### WHAT YOU SHOULD DO
Your task is to output the entries below word for word.

### RECORDS FOR THIS EXERCISE
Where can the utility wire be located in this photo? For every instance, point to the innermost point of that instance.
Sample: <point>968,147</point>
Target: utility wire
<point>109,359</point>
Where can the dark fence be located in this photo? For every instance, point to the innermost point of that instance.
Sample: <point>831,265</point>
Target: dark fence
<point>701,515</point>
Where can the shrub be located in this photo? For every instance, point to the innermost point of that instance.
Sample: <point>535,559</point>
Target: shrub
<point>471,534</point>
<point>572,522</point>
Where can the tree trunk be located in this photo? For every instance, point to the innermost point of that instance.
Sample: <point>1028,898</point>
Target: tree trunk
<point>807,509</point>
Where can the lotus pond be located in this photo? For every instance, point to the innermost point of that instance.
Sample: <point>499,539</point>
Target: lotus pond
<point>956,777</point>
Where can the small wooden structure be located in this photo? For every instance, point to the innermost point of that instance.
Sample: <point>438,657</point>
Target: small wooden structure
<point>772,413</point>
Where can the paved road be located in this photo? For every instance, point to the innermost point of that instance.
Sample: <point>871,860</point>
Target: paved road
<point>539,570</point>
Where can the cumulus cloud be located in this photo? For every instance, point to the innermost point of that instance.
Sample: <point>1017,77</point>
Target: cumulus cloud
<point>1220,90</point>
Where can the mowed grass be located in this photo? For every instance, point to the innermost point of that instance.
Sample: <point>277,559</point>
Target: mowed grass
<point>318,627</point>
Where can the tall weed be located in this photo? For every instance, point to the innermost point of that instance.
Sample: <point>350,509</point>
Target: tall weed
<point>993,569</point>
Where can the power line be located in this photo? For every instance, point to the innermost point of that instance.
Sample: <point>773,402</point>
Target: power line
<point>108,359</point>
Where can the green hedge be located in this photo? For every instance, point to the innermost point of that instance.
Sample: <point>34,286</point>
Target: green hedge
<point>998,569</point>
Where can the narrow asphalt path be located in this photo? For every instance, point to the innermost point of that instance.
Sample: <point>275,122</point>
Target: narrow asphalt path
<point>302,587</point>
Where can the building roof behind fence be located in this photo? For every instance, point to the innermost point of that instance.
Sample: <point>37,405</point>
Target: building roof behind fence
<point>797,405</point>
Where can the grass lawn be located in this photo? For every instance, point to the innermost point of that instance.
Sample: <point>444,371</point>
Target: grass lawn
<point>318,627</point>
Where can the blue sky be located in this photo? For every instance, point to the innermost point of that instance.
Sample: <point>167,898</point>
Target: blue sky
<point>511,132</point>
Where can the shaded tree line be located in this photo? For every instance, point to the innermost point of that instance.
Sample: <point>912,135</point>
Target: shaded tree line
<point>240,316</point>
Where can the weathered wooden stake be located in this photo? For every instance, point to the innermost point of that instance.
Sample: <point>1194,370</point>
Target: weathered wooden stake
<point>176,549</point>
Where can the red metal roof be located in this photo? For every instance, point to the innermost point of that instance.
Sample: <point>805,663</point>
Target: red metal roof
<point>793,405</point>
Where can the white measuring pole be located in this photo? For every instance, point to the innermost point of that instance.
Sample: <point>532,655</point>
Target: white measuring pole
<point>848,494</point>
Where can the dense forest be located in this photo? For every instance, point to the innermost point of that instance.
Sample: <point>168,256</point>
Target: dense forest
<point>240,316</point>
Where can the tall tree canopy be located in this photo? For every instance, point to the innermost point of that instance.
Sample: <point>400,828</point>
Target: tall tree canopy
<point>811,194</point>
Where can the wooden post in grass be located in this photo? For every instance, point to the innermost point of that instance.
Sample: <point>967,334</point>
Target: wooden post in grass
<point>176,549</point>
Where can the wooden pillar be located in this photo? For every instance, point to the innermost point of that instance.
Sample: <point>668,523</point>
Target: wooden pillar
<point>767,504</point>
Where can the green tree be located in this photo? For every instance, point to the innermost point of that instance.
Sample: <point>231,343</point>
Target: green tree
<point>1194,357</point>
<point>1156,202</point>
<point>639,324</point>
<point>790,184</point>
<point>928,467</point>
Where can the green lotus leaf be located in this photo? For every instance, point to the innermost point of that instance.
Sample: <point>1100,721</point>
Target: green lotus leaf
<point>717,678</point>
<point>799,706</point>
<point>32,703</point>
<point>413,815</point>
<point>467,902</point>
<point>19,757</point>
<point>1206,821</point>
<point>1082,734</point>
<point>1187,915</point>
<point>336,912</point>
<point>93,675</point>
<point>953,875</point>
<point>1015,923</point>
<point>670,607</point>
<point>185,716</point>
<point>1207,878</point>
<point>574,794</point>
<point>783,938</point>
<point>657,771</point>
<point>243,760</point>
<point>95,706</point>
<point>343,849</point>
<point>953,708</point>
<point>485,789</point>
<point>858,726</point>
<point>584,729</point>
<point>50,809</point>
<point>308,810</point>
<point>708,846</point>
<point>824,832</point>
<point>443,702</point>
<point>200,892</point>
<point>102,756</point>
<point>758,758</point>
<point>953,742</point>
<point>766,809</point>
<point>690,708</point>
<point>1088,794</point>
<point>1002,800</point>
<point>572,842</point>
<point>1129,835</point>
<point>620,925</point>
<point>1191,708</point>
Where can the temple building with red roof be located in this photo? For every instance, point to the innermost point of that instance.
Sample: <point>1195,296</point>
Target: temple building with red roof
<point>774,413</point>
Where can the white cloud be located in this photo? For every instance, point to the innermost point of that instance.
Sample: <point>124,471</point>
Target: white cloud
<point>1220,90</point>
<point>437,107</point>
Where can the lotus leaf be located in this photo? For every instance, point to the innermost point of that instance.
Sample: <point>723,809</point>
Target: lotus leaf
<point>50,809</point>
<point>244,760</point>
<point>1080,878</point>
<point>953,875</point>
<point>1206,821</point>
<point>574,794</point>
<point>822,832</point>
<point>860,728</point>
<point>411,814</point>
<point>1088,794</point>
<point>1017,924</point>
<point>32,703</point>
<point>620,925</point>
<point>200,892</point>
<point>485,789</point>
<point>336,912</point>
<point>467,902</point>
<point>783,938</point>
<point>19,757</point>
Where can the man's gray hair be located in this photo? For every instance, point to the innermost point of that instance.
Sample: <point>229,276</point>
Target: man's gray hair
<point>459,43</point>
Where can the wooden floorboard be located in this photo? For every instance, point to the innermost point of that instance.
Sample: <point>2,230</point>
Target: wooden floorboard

### CORRECT RESPONSE
Where can the utility wire be located in this photo? For every instance, point to the innermost point of that instance.
Sample: <point>968,147</point>
Target: utility wire
<point>109,359</point>
Where can the dark fence be located in this photo? For every instance, point to the innermost point of that instance.
Sample: <point>831,265</point>
Target: dark fence
<point>701,515</point>
Where can the shrub be located in this photo? For every instance, point to the innermost point of that instance.
Sample: <point>535,559</point>
Target: shrub
<point>471,534</point>
<point>572,522</point>
Where can the tree trunk be located in this photo? For every instance, point to the innermost point of that instance.
Sample: <point>1028,898</point>
Target: tree trunk
<point>807,509</point>
Where can the lotus pond be located in this photo? For every instance, point to the innermost point of that instance.
Sample: <point>499,539</point>
Target: lotus pond
<point>956,777</point>
Where can the small wooden structure be located in this photo? For every instance, point to the innermost point of that instance.
Sample: <point>438,657</point>
Target: small wooden structure
<point>772,413</point>
Where can the paved road be located in this photo? For every instance, point to the innermost point of that instance.
Sample: <point>871,860</point>
Target: paved road
<point>539,570</point>
Where can the cumulus cloud be located in this photo? For every instance, point to the innermost point of that instance.
Sample: <point>1017,77</point>
Target: cumulus cloud
<point>1220,90</point>
Where can the mowed grass be located in this photo? For every instance, point to the innermost point of that instance.
Sample: <point>277,559</point>
Target: mowed grass
<point>318,627</point>
Where can the tall weed be located in this photo? For every instance, point to the innermost point of that instance.
Sample: <point>350,509</point>
Target: tall weed
<point>993,569</point>
Where can the power line be located in this photo? For every instance, point to the innermost point of that instance.
Sample: <point>773,402</point>
Target: power line
<point>108,359</point>
Where can the green hedge be located in this photo? For every instance, point to the innermost point of that instance.
Sample: <point>34,286</point>
Target: green hedge
<point>998,569</point>
Where can the narrow asphalt path be located in this photo? For every instance, point to the innermost point of that instance.
Sample: <point>275,122</point>
Target: narrow asphalt path
<point>302,587</point>
Where can the building roof behind fence be located in this photo? For every instance, point to the innermost point of that instance.
Sample: <point>37,405</point>
Target: building roof behind fence
<point>797,405</point>
Where can the grass lawn be located in this photo? For every instance, point to the innermost point of that instance.
Sample: <point>444,371</point>
Target: grass lawn
<point>318,627</point>
Where can the blue sky be located in this photo? For every instance, point to the innermost point of that instance.
Sample: <point>167,898</point>
Target: blue sky
<point>511,132</point>
Where can the shaded tree line be located in this photo? For every instance, point to the innermost point of that instance.
Sample: <point>912,135</point>
Target: shaded tree line
<point>240,316</point>
Where can the weathered wooden stake be located in this photo? For every instance, point to the innermost point of that instance.
Sample: <point>1194,370</point>
Target: weathered wooden stake
<point>176,549</point>
Where can the red metal roof be located in this photo? For every instance, point to the innermost point of that instance.
Sample: <point>805,663</point>
Target: red metal roof
<point>793,405</point>
Where can the white measuring pole be located in this photo? For every instance, point to the innermost point of that instance.
Sample: <point>532,655</point>
Target: white measuring pole
<point>848,494</point>
Where can the dense forest be located in this photo? For every instance, point to the innermost point of that instance.
Sample: <point>168,256</point>
Target: dense forest
<point>240,316</point>
Where can the tall tree canopy be located in this photo? For every instance, point to the innermost point of that instance.
Sample: <point>400,828</point>
Target: tall tree canopy
<point>811,194</point>
Where can the wooden post in grass be located in this photo? For every instance, point to the innermost point of that instance.
Sample: <point>967,334</point>
Target: wooden post in grass
<point>176,549</point>
Where can the wooden pillar be located in this photo? For every instance, point to the innermost point of that instance.
Sample: <point>668,523</point>
Target: wooden pillar
<point>767,504</point>
Where can the green tree be located in this photo? For every instance, point to the innermost point of that instance.
Sample: <point>231,343</point>
Target: green tree
<point>1194,357</point>
<point>1156,202</point>
<point>639,324</point>
<point>790,184</point>
<point>928,467</point>
Where can the green lotus leaf be located in this photo? For every instance, point to the innermost point of that instance.
Sample: <point>1100,721</point>
Target: green lotus leaf
<point>717,678</point>
<point>799,706</point>
<point>32,703</point>
<point>413,815</point>
<point>467,902</point>
<point>19,757</point>
<point>1206,821</point>
<point>1082,734</point>
<point>1187,915</point>
<point>336,912</point>
<point>93,675</point>
<point>953,875</point>
<point>1015,923</point>
<point>670,607</point>
<point>185,716</point>
<point>1207,878</point>
<point>574,794</point>
<point>783,938</point>
<point>657,771</point>
<point>243,760</point>
<point>95,706</point>
<point>343,849</point>
<point>953,708</point>
<point>485,789</point>
<point>858,726</point>
<point>584,729</point>
<point>50,809</point>
<point>308,810</point>
<point>708,846</point>
<point>824,832</point>
<point>443,702</point>
<point>200,892</point>
<point>102,756</point>
<point>758,758</point>
<point>953,742</point>
<point>766,809</point>
<point>690,708</point>
<point>1088,794</point>
<point>1002,800</point>
<point>572,842</point>
<point>1129,835</point>
<point>620,925</point>
<point>1191,708</point>
Where can the temple building with red roof be located in this photo? For every instance, point to the innermost point of that instance.
Sample: <point>1195,296</point>
Target: temple building with red roof
<point>774,413</point>
Where can the white cloud be located in this photo? For every instance, point to the innermost point of that instance.
Sample: <point>124,471</point>
Target: white cloud
<point>1220,90</point>
<point>437,107</point>
Where can the lotus leaf be located in this photo? For every instance, point to the innermost point of that instance.
Sample: <point>723,809</point>
Target: lotus leaf
<point>50,809</point>
<point>244,760</point>
<point>1080,878</point>
<point>953,875</point>
<point>1206,821</point>
<point>574,794</point>
<point>822,832</point>
<point>860,728</point>
<point>411,814</point>
<point>1088,794</point>
<point>1017,924</point>
<point>32,703</point>
<point>620,925</point>
<point>200,892</point>
<point>485,789</point>
<point>336,912</point>
<point>467,902</point>
<point>783,938</point>
<point>19,757</point>
Where can the man's gray hair be located in this photo? For every instance, point to the innermost point of that instance.
Sample: <point>229,276</point>
Target: man's gray hair
<point>459,43</point>
Where can the wooden floorboard be located in this photo? For every instance, point to the innermost point of that instance.
Sample: <point>2,230</point>
Target: wooden floorboard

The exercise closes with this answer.